### Entries shown:
○ ○ ○ ○ ○ ○ ○

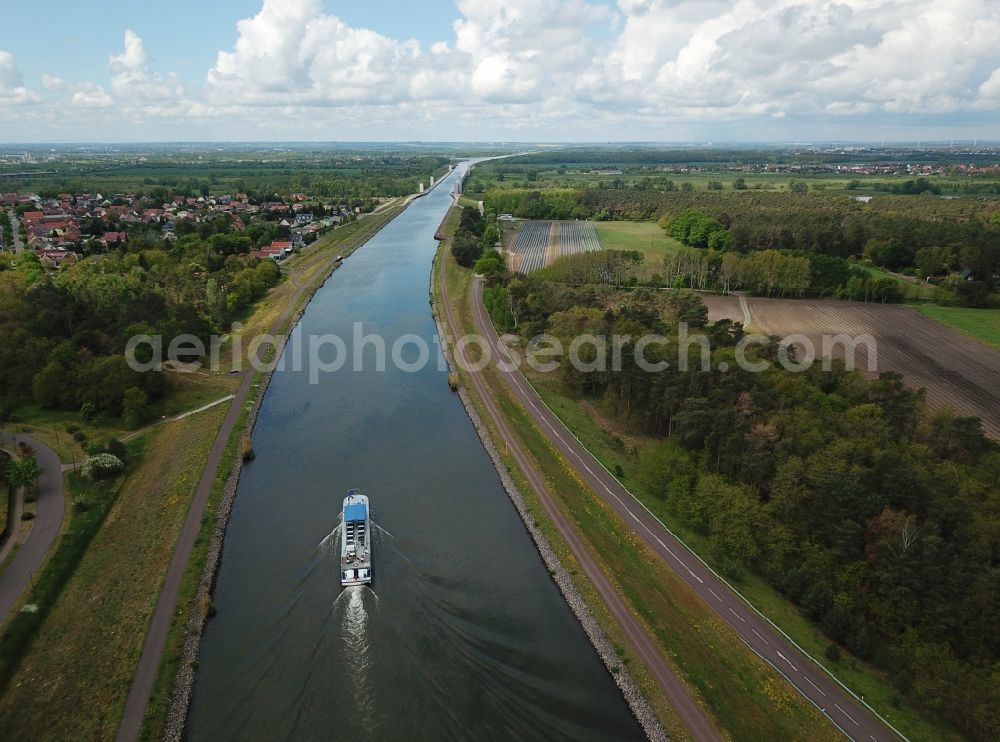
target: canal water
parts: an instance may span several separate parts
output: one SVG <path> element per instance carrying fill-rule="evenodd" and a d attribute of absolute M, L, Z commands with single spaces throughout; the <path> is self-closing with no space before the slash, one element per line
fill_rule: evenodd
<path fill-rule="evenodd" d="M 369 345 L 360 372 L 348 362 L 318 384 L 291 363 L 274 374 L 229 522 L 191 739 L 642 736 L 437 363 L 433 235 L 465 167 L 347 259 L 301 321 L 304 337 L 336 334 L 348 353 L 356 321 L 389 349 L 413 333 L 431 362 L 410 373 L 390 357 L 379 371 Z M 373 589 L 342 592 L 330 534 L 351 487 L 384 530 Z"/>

○ ○ ○ ○ ○ ○ ○

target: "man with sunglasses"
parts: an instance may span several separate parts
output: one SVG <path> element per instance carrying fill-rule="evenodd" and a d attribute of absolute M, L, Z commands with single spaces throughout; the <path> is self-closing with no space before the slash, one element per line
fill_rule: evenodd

○ ○ ○ ○ ○ ○ ○

### Task to complete:
In the records above, find each line with the word "target" and copy it out.

### Reply:
target: canal water
target: "man with sunglasses"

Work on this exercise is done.